-- Start of RECORDED DATA --
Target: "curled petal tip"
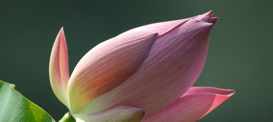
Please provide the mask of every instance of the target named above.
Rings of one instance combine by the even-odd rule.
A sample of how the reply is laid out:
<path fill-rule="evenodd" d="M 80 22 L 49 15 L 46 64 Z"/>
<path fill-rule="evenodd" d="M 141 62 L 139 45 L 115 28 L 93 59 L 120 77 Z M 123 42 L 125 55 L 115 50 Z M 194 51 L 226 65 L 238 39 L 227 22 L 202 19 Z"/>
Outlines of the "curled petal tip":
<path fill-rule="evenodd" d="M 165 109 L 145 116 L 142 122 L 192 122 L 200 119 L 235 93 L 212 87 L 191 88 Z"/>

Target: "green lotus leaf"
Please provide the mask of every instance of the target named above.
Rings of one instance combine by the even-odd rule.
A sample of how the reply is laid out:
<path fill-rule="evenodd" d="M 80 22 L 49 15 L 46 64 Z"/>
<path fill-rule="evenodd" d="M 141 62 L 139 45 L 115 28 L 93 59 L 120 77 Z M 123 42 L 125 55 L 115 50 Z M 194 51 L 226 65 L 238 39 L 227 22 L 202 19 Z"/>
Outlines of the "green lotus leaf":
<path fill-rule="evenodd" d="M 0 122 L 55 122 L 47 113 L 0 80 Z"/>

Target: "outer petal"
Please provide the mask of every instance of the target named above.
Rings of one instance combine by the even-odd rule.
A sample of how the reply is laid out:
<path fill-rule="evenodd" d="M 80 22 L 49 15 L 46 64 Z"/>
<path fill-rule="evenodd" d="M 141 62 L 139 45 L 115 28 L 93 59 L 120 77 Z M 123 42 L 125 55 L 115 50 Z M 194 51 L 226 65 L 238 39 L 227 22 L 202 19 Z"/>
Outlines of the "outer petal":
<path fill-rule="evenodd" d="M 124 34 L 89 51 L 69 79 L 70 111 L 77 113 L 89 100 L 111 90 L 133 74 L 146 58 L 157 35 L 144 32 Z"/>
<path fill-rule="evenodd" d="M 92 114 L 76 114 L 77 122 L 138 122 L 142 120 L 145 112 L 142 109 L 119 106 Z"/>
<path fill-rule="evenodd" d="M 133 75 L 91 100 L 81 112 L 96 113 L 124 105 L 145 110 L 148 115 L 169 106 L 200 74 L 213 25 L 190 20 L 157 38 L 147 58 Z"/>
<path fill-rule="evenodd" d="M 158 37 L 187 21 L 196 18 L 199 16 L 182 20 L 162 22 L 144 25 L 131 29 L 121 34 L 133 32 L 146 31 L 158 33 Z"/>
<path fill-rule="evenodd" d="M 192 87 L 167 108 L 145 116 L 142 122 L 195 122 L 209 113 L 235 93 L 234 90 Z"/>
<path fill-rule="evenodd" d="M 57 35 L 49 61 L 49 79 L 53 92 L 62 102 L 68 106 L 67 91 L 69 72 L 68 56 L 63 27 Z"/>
-- End of RECORDED DATA --
-- Start of RECORDED DATA --
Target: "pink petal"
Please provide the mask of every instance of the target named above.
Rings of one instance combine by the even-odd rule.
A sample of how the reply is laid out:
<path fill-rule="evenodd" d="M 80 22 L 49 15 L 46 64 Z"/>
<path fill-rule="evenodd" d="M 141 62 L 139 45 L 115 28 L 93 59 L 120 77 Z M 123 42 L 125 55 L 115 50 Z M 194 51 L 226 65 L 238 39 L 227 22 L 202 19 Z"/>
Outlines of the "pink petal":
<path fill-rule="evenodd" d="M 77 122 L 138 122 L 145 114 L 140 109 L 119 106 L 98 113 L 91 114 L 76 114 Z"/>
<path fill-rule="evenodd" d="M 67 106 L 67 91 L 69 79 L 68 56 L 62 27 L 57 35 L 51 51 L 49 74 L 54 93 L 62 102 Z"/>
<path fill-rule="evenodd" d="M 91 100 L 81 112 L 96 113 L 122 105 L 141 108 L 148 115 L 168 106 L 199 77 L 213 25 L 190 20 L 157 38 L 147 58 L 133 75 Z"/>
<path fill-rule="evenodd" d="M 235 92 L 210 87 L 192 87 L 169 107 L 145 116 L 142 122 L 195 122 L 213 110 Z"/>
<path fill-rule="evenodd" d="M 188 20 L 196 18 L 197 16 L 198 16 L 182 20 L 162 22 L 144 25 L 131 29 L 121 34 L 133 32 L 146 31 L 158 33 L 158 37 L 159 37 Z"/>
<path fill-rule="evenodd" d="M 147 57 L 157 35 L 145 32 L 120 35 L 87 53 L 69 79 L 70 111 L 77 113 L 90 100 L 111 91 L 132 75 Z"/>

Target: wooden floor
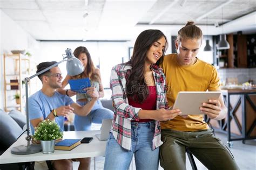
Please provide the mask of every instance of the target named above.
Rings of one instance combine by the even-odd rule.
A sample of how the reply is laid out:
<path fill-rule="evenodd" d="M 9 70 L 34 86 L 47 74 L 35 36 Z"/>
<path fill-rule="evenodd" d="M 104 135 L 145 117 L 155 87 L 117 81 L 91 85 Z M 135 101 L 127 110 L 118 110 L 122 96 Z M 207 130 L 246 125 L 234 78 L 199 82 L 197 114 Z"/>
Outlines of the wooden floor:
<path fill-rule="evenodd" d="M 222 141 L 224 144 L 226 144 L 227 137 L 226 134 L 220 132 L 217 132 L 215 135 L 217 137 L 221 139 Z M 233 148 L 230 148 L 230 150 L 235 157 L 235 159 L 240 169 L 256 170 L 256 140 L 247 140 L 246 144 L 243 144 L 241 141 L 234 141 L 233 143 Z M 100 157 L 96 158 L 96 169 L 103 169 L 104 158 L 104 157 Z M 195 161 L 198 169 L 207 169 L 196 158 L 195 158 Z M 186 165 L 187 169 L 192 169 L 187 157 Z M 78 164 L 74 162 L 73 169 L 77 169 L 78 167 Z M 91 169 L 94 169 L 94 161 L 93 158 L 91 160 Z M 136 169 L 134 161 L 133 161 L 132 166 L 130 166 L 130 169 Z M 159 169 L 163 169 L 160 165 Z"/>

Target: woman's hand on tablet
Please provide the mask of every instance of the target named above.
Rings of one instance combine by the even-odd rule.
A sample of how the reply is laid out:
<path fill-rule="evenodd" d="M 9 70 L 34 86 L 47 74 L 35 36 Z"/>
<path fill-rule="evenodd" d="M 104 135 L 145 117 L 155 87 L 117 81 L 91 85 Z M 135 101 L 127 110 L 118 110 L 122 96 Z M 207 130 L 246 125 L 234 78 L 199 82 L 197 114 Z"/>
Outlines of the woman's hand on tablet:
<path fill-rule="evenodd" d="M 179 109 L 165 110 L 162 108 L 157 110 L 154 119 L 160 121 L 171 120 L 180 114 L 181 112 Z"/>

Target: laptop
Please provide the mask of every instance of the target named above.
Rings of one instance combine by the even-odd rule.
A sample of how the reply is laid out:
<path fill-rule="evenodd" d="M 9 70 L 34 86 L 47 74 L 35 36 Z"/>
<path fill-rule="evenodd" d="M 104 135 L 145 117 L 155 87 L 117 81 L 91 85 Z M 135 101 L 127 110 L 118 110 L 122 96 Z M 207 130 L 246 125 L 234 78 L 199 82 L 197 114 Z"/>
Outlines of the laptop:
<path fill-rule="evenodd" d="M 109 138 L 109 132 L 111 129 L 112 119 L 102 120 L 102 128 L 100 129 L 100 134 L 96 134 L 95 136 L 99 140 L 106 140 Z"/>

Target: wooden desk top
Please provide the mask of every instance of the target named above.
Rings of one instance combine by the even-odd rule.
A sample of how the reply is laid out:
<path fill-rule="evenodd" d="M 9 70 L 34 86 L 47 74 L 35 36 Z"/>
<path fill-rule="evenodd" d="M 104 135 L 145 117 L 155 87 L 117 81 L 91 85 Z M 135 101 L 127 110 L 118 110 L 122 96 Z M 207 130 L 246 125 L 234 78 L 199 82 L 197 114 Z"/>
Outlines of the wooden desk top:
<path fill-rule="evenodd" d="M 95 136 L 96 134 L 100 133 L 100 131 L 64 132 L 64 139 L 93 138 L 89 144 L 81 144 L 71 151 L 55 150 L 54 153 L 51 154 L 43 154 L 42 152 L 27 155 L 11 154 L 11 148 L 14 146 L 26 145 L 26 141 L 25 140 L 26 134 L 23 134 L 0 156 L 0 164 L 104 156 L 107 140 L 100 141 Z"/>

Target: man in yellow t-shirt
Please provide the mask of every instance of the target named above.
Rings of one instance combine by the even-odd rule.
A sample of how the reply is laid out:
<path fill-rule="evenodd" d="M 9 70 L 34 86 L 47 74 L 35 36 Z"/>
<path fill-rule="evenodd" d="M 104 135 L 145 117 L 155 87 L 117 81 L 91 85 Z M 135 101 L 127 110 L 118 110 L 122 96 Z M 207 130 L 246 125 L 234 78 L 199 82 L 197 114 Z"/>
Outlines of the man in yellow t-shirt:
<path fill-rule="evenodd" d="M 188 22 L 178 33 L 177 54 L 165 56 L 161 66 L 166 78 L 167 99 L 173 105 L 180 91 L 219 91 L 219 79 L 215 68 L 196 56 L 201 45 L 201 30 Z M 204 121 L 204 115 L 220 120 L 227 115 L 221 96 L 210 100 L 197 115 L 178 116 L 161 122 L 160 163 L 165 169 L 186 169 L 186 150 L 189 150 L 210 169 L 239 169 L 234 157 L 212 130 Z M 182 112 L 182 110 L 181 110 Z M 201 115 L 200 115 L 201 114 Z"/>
-- End of RECORDED DATA --
-- Start of RECORDED DATA --
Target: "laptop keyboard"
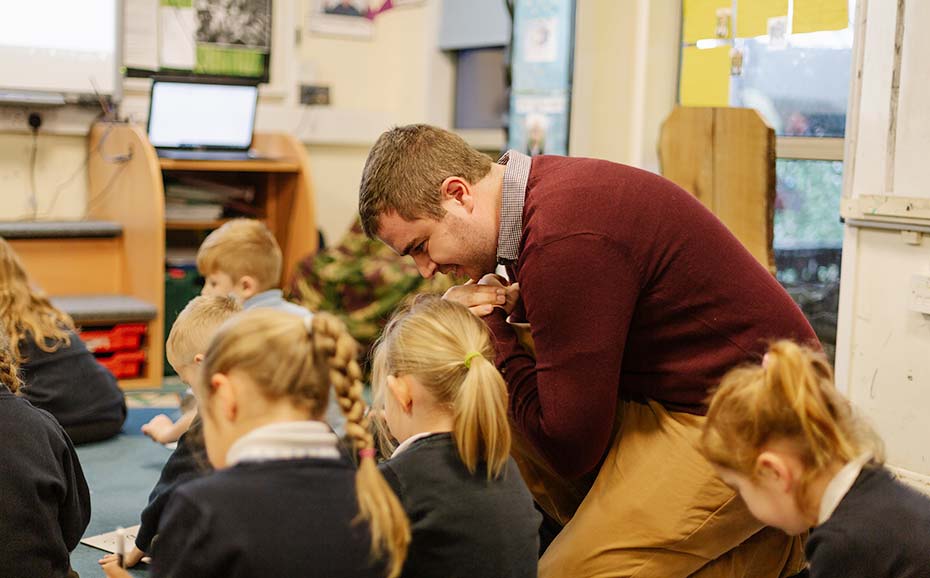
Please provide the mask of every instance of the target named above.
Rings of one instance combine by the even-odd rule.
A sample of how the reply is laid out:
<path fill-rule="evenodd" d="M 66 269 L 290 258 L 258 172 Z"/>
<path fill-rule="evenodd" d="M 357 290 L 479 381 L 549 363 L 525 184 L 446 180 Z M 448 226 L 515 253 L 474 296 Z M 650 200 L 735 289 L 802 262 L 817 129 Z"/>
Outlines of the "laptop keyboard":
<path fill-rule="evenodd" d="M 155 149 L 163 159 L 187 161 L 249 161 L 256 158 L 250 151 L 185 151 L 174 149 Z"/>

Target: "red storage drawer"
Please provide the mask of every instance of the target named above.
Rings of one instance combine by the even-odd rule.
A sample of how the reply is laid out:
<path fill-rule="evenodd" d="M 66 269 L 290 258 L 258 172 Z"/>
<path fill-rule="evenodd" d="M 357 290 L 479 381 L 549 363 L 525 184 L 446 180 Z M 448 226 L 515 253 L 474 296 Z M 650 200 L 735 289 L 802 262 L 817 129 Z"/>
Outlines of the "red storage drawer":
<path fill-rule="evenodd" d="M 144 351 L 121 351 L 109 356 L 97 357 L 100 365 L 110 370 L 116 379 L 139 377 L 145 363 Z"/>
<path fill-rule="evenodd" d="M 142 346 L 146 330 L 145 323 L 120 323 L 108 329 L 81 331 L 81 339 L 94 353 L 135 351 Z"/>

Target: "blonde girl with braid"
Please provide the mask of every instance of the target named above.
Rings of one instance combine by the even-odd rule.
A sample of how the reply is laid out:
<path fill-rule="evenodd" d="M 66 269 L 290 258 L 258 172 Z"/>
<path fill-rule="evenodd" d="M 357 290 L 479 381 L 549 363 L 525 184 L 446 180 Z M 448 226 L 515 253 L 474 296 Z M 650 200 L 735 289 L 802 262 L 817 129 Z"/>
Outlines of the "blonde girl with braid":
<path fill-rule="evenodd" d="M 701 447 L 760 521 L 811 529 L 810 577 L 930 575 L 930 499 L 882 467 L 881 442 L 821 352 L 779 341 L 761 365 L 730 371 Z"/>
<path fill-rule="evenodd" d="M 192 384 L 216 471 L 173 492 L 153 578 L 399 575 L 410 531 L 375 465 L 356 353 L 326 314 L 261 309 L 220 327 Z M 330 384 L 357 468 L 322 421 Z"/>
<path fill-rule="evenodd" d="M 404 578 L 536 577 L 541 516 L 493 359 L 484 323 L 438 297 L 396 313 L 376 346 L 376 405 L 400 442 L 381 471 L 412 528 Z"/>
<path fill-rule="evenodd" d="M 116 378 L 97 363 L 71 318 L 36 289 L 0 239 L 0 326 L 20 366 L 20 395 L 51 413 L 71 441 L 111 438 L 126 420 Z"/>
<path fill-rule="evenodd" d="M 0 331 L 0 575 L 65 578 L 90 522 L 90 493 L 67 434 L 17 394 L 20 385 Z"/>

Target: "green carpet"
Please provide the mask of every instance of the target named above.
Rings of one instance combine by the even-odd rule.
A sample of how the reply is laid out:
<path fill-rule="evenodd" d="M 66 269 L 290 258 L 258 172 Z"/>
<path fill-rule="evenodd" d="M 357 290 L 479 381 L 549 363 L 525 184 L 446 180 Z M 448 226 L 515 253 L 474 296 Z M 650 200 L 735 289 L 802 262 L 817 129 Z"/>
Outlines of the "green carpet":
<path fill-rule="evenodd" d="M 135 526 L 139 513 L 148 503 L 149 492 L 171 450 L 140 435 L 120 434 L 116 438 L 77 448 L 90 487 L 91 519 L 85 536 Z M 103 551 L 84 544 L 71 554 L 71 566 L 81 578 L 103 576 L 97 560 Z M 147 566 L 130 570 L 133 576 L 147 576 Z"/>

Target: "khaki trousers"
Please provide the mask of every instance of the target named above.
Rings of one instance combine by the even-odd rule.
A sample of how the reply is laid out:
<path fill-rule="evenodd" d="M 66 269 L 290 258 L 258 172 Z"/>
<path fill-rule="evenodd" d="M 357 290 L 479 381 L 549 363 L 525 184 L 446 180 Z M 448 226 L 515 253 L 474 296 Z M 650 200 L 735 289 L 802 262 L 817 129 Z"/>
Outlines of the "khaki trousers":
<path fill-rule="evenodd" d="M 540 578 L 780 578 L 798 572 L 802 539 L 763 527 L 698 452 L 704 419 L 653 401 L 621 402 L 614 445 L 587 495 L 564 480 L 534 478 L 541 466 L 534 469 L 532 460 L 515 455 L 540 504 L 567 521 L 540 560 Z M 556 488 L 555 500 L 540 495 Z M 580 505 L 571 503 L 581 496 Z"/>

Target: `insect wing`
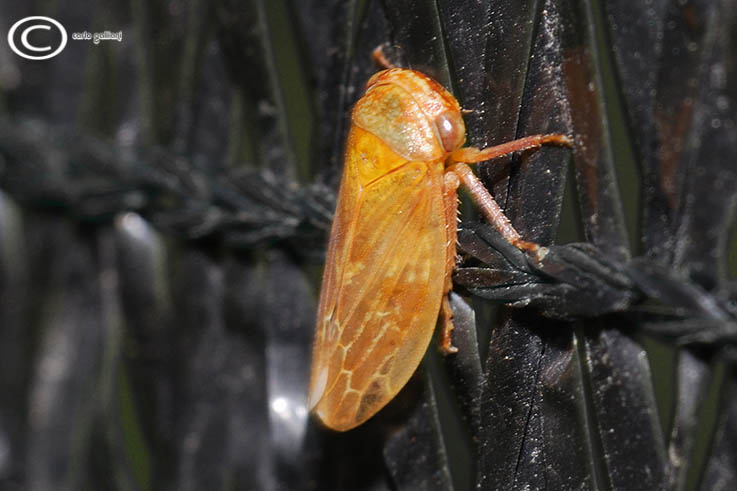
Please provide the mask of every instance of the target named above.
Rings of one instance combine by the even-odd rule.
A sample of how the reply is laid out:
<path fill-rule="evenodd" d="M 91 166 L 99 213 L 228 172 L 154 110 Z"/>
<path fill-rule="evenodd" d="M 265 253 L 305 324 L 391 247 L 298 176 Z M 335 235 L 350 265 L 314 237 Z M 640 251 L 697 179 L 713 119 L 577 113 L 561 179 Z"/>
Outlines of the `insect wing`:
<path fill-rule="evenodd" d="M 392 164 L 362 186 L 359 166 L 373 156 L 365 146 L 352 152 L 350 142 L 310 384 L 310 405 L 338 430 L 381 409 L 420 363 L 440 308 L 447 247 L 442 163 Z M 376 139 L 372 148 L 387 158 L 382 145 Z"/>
-- End of RECORDED DATA --
=== REQUIREMENTS ===
Scale the entries from the line holding "Target: wooden desk top" through the line holding "95 136 L 96", inclusive, and write out all of those lines with the requests and their format samples left unchanged. Multiply each coordinate in the answer outlines by 0.25, round it to a whole number with halves rounded up, and give only those lines.

=== RESPONSE ===
Target: wooden desk top
Please provide the mask of every instance of the target named above.
Rings of one instance combine by the even-odd rule.
A sample of how the reply is laid out:
<path fill-rule="evenodd" d="M 9 70 L 34 86 L 47 74 L 35 36 Z"/>
<path fill-rule="evenodd" d="M 104 135 L 145 117 L 155 87 L 117 81 L 91 85 Z M 135 101 L 127 110 L 118 110 L 122 96 Z M 207 130 L 246 125 L 234 78 L 199 82 L 197 114 Z"/>
Outlines of the wooden desk top:
<path fill-rule="evenodd" d="M 24 34 L 24 34 L 25 33 L 25 33 L 16 33 L 16 35 L 23 35 L 22 36 L 20 36 L 18 38 L 14 38 L 14 38 L 13 39 L 11 39 L 11 38 L 7 39 L 3 39 L 3 37 L 4 37 L 7 36 L 7 35 L 6 35 L 7 34 L 6 34 L 0 39 L 0 41 L 26 39 L 27 35 L 25 35 Z"/>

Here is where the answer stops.